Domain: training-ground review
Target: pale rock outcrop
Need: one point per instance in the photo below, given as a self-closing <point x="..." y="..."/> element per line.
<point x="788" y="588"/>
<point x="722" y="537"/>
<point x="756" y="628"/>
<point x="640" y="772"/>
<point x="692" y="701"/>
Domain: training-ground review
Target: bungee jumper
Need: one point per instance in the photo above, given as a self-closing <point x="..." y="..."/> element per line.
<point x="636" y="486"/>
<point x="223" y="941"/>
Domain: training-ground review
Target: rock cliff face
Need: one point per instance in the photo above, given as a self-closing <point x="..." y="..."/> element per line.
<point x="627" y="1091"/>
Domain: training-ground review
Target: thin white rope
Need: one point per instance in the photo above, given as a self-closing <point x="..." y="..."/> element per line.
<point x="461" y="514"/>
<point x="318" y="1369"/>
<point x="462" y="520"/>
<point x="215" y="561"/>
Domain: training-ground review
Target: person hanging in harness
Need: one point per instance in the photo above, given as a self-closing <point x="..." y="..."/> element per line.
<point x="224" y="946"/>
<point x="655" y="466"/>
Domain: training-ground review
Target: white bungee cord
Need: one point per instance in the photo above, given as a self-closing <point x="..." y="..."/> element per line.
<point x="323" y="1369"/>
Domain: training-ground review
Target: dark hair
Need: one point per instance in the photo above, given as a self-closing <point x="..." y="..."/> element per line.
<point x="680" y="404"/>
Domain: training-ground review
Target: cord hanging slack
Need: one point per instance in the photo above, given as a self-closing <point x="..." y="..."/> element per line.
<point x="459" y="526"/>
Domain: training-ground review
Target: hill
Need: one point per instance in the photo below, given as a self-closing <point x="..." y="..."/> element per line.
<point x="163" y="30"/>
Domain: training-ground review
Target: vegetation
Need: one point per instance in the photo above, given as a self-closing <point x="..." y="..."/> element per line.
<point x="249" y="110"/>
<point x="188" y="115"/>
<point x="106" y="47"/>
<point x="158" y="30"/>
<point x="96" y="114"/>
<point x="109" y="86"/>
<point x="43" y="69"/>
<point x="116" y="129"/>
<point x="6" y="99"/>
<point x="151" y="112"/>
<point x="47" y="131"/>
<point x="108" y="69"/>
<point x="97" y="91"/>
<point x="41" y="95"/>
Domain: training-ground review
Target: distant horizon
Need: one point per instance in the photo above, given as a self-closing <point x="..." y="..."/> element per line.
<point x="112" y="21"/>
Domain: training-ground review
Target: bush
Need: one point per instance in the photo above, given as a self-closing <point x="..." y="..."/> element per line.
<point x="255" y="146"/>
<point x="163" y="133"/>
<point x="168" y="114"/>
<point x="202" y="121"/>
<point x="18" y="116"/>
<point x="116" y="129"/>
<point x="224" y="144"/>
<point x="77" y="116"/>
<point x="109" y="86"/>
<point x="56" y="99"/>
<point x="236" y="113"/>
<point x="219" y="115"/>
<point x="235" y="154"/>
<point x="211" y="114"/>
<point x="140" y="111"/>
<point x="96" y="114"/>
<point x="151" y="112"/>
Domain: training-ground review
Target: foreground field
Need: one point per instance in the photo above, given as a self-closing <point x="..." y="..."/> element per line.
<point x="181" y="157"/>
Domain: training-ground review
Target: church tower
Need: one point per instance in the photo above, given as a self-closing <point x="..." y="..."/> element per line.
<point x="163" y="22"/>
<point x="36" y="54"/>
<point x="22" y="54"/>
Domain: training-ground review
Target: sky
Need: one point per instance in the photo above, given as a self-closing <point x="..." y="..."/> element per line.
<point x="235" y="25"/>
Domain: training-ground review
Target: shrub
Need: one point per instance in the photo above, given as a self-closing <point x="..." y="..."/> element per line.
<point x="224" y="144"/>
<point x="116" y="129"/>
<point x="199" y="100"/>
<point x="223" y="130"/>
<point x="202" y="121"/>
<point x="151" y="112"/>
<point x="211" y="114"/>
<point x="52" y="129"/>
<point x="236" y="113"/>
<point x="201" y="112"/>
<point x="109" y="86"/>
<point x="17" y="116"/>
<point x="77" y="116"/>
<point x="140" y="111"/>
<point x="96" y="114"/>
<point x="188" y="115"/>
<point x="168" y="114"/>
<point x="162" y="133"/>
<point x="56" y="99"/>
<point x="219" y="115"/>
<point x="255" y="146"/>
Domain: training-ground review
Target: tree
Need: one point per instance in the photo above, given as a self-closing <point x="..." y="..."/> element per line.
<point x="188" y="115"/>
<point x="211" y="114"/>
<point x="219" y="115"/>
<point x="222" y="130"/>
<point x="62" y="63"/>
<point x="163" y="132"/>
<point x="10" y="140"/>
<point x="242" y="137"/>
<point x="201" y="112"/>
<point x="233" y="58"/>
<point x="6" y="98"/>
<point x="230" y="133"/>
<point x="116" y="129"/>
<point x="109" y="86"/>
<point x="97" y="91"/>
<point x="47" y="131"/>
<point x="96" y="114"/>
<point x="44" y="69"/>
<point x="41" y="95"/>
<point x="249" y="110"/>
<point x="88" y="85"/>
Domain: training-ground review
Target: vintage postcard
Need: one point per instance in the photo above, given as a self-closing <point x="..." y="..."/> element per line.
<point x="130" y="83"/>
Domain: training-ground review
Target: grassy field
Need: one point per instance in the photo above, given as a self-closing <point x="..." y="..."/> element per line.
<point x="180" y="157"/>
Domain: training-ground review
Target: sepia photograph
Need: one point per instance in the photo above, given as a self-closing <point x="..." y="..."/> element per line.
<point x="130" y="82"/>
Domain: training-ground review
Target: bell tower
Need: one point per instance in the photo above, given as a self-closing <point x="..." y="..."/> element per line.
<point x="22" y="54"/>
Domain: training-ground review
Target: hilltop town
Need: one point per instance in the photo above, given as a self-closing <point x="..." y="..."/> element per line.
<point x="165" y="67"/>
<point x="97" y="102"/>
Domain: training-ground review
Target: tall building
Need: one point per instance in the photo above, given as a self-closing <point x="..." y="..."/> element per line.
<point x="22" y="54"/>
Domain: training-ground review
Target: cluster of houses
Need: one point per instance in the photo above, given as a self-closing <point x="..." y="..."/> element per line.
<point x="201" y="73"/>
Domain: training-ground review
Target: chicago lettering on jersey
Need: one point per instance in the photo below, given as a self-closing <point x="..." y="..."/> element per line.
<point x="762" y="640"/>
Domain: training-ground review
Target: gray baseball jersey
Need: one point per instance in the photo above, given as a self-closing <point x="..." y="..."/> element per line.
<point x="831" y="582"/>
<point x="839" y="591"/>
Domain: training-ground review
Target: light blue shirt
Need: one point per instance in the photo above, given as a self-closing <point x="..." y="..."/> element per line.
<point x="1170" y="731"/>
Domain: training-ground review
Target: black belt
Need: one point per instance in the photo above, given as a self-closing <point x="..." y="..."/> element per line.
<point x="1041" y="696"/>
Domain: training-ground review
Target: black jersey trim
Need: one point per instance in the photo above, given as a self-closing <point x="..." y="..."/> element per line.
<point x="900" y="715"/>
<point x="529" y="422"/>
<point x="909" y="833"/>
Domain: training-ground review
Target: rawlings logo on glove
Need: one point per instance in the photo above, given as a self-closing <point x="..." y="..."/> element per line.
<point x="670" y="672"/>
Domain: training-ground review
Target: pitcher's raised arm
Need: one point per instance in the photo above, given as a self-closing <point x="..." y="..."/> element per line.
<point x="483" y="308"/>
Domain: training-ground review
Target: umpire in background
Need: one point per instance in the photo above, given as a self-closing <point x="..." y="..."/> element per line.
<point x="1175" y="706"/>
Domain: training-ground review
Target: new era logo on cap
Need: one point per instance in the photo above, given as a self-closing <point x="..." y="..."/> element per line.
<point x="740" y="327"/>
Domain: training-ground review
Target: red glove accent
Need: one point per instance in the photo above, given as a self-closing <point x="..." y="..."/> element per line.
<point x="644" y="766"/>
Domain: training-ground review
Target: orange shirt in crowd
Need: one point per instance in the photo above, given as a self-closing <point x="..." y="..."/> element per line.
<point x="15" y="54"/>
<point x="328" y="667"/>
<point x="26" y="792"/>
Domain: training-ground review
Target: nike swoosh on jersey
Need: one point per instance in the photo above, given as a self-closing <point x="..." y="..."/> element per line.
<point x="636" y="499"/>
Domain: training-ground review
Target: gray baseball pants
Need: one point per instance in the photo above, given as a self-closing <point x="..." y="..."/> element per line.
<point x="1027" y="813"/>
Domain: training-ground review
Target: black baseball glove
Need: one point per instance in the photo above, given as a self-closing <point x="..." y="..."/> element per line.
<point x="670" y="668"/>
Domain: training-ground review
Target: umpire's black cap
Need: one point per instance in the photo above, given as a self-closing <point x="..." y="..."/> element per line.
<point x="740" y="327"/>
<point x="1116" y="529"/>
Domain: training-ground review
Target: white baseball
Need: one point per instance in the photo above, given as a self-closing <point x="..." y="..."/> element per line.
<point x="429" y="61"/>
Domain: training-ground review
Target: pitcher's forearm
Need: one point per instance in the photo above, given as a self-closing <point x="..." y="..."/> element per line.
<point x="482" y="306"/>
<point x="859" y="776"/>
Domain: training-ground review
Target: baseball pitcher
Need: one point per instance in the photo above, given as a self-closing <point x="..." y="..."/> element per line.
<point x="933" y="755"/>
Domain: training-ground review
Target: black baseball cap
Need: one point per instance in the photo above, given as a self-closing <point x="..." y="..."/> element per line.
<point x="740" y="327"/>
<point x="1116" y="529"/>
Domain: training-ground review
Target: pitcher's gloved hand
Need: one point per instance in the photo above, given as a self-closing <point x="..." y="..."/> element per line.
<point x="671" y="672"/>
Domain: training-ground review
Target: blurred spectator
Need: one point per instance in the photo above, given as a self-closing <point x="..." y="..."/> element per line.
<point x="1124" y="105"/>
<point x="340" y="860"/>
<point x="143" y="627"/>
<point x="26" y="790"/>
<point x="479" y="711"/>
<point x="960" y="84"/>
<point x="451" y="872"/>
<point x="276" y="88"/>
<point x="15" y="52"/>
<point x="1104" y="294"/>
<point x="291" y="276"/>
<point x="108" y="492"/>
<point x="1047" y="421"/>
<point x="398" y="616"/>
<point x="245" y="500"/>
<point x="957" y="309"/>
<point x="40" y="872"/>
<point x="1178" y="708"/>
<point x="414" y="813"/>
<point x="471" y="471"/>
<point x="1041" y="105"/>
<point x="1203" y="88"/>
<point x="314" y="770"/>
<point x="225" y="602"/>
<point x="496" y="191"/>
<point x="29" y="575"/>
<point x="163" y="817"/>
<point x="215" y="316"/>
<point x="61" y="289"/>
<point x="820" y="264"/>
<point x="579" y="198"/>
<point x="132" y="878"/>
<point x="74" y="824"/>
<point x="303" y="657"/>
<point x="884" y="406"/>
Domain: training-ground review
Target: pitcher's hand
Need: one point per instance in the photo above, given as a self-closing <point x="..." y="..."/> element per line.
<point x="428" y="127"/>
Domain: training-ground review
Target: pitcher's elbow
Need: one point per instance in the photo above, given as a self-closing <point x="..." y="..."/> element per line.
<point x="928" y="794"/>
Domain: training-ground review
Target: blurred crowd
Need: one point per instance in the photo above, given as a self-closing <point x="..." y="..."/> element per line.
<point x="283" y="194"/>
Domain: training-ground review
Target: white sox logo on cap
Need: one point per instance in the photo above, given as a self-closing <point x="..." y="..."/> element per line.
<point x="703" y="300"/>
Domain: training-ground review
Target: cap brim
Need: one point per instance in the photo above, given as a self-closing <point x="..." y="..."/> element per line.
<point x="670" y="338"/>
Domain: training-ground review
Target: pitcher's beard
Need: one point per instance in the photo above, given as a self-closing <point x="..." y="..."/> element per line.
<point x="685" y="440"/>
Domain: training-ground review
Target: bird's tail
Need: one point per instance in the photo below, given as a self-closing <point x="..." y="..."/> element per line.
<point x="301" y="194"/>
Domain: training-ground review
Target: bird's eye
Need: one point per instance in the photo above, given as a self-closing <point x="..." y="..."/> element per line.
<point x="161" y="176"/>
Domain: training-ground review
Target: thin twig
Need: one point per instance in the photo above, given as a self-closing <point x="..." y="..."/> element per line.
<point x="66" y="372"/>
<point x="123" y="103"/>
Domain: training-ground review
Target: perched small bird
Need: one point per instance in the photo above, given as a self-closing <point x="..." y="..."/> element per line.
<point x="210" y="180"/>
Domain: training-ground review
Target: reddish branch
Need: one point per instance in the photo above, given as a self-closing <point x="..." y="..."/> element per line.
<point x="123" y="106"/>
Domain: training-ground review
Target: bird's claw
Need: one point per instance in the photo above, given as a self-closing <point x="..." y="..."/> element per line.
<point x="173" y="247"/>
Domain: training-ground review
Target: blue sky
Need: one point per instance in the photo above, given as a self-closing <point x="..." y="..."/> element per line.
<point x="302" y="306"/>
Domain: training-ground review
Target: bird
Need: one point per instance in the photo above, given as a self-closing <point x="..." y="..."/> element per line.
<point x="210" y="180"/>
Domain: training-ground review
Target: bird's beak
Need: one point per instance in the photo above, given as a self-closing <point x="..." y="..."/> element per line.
============
## What you will do
Lines with the word "baseball" in them: report all of these from the listing above.

## Answer to this task
Target: gray baseball jersey
Target: gray baseball pants
Target: black baseball glove
Target: white baseball
Target: baseball pitcher
Target: black baseball cap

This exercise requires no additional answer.